> _Requirement_
Copy only the lines from the one containing "For each instance of the rock, set" through the final line of the records below, exactly as written, with no pictures.
───── The records ─────
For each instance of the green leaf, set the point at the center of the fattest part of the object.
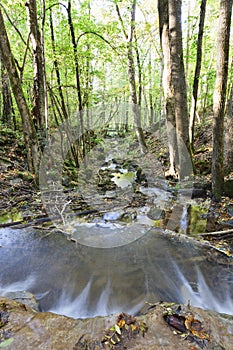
(117, 328)
(6, 343)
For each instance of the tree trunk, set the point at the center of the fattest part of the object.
(167, 86)
(220, 97)
(197, 73)
(55, 61)
(131, 73)
(7, 111)
(229, 132)
(30, 136)
(179, 88)
(38, 111)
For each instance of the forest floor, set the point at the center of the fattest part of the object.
(21, 204)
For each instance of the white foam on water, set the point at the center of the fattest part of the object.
(23, 285)
(203, 296)
(81, 306)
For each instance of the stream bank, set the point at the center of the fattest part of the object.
(24, 329)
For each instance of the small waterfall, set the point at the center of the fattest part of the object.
(82, 306)
(23, 285)
(184, 220)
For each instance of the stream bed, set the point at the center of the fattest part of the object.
(81, 281)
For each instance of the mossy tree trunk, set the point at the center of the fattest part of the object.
(220, 97)
(29, 131)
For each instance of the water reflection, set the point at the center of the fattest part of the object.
(81, 281)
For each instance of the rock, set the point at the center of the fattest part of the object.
(25, 329)
(23, 297)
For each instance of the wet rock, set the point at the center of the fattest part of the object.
(27, 329)
(23, 297)
(156, 213)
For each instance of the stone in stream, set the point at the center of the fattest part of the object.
(24, 329)
(23, 297)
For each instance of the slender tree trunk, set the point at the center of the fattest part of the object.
(167, 86)
(197, 73)
(229, 133)
(179, 87)
(7, 110)
(38, 111)
(30, 136)
(77, 74)
(55, 61)
(131, 73)
(220, 97)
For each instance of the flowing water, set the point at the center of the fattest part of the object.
(81, 281)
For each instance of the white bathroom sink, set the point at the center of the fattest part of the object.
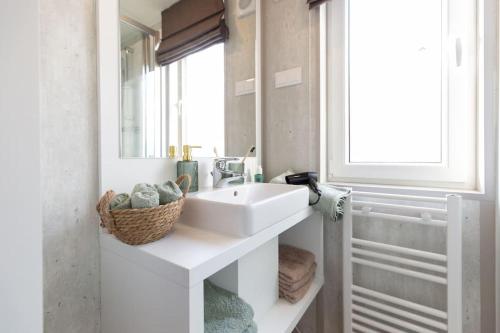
─────
> _Answer in full_
For each instance of the rock, set the point at the center of the fattest part of the object.
(25, 329)
(23, 297)
For each instance of the wet rock, set the point at the center of the fattest part of the object.
(27, 329)
(23, 297)
(156, 213)
For each instance of the stone in stream, set the point at the center of the fattest part of the object.
(24, 329)
(23, 297)
For each instance of the slender tree trunk, set the point at the center of the fattest part of the object.
(167, 86)
(197, 73)
(229, 133)
(179, 87)
(7, 110)
(38, 111)
(30, 136)
(77, 74)
(55, 61)
(131, 73)
(220, 97)
For each instance of the flowing water, set the point at the center of the fattest part of the object.
(81, 281)
For each instance of the white bathroom sink, set the point at the center of the fattest part of the object.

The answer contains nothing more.